(Stored data records)
*** Block opens ***

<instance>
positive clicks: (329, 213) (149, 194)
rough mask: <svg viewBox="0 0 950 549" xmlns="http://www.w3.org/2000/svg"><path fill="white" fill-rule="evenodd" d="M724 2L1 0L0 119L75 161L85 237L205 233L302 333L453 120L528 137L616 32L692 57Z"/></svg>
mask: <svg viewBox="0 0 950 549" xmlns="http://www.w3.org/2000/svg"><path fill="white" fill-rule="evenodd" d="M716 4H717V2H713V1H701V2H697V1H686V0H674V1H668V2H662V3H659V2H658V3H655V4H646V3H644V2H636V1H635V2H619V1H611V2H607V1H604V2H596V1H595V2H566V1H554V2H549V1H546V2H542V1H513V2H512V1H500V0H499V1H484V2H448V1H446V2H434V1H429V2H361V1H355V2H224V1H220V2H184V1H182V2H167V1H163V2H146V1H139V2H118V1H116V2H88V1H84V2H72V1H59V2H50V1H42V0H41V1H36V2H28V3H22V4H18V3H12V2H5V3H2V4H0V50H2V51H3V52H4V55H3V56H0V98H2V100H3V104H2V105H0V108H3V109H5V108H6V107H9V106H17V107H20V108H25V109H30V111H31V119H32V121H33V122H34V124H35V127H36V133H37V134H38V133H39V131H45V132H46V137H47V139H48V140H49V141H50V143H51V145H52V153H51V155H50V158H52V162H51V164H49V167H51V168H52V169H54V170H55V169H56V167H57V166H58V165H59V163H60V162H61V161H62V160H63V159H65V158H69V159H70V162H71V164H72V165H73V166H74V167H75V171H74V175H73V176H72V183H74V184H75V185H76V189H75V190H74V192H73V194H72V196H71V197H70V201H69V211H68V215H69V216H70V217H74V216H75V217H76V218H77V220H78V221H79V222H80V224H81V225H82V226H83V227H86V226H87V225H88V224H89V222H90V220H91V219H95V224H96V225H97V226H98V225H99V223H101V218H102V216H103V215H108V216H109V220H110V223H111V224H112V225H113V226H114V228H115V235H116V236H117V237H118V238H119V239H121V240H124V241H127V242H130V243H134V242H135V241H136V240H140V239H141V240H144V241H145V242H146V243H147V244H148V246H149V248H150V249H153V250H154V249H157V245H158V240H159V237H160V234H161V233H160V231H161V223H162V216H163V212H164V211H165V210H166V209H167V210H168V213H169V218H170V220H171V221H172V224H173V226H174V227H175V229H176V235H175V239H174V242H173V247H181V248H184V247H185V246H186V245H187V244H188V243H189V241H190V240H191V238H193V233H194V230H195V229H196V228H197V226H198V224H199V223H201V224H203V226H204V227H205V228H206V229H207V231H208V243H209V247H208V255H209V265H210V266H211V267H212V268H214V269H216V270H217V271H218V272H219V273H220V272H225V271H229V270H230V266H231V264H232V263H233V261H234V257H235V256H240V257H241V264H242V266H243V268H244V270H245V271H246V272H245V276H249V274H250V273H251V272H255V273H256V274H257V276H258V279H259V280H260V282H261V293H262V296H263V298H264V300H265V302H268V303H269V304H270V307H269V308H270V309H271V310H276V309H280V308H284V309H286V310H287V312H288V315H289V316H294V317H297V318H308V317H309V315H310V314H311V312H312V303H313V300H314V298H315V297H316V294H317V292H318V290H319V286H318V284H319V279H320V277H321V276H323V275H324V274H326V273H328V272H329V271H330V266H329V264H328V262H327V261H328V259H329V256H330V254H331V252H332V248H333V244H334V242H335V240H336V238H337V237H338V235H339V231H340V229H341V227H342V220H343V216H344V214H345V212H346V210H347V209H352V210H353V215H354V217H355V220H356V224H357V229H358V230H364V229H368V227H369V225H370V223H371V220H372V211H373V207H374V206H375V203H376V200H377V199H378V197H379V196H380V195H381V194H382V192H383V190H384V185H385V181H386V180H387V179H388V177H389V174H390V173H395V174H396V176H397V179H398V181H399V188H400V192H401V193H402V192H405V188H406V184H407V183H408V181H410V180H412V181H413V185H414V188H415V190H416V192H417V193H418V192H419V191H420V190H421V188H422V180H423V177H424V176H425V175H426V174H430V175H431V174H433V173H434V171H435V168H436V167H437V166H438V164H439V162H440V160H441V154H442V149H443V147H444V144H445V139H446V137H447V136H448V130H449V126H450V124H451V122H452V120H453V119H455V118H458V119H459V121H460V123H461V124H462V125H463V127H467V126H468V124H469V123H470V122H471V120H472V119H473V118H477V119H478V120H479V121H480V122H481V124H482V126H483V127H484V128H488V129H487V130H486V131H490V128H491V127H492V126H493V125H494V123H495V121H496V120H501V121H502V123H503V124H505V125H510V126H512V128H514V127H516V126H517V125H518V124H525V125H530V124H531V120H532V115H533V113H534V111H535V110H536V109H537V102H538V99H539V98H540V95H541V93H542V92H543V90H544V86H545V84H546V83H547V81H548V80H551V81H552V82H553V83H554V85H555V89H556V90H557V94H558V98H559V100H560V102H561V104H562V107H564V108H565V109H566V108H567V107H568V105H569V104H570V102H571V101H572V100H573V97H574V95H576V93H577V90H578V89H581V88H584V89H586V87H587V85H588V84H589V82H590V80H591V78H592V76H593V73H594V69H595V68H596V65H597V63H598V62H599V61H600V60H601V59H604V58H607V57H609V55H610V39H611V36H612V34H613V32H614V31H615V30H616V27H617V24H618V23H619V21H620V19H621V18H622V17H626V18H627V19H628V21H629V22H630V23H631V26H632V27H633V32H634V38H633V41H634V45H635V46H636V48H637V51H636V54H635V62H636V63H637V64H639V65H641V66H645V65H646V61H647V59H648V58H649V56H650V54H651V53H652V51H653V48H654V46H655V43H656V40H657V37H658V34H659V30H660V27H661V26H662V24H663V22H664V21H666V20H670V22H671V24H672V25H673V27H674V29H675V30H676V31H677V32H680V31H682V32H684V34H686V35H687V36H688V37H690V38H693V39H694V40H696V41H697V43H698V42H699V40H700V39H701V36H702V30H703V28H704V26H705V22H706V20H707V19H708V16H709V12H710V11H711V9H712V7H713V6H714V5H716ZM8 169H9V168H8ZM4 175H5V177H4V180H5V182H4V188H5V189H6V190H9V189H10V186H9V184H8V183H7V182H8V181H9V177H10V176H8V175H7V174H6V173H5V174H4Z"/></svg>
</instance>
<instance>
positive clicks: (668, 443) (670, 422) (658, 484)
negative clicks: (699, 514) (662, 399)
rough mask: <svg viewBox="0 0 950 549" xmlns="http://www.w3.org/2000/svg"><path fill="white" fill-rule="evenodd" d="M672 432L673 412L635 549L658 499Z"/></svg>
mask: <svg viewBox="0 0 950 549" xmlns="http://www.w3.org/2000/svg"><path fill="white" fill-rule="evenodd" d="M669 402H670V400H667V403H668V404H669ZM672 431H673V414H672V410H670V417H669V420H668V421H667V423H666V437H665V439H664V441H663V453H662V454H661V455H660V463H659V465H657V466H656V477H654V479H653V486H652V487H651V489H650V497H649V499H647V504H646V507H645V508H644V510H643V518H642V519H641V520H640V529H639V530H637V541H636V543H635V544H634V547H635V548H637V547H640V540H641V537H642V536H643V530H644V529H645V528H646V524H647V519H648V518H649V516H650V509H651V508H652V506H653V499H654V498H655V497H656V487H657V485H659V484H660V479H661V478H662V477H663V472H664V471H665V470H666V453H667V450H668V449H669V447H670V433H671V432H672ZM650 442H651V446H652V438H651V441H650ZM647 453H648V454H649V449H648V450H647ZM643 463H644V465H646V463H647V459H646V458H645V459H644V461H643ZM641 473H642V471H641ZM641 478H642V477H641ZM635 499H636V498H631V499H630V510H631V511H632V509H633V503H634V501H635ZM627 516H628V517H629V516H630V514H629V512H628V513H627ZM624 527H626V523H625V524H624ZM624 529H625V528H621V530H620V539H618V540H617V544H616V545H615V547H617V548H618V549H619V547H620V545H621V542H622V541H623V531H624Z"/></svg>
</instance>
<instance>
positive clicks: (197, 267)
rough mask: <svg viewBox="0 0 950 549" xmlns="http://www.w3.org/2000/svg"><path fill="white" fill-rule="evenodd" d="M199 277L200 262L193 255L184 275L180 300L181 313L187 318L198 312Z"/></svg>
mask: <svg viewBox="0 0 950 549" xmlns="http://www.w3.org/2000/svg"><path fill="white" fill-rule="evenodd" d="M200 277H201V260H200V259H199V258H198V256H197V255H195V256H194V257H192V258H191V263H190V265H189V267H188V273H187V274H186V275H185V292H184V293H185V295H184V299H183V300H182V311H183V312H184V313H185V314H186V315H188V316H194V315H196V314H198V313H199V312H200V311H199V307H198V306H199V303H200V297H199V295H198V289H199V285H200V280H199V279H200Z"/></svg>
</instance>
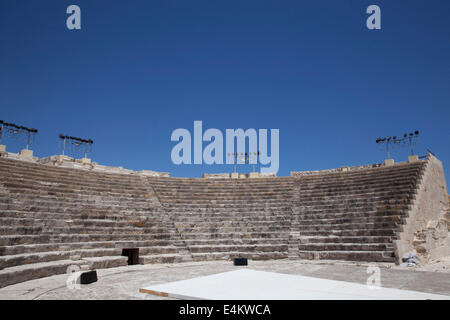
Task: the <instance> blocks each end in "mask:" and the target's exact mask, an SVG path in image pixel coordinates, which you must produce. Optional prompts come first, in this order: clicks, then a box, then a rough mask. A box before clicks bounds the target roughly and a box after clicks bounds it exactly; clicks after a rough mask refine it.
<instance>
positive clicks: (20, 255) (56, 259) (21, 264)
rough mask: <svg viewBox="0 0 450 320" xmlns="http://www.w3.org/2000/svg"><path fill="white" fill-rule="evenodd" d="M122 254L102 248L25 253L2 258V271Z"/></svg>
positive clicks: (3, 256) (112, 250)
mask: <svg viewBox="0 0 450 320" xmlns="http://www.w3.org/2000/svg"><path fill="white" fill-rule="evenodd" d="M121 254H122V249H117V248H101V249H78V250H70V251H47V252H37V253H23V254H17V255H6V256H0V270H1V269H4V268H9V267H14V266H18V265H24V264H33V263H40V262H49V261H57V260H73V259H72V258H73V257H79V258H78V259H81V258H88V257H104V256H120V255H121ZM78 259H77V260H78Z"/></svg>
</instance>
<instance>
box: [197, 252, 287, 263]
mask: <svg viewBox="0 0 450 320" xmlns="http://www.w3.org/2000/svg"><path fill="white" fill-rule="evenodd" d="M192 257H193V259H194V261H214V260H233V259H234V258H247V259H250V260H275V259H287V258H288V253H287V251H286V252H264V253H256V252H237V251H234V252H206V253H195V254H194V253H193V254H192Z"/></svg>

*** Block closes ***

What needs to be done: Pick out every line in the material above that contains the string "positive" and copy each one.

Solution to this exercise:
positive clicks: (329, 213) (149, 194)
positive clicks: (668, 443) (670, 422) (658, 484)
positive clicks: (197, 267)
positive clicks: (20, 255) (56, 259) (21, 264)
positive clicks: (3, 256) (112, 250)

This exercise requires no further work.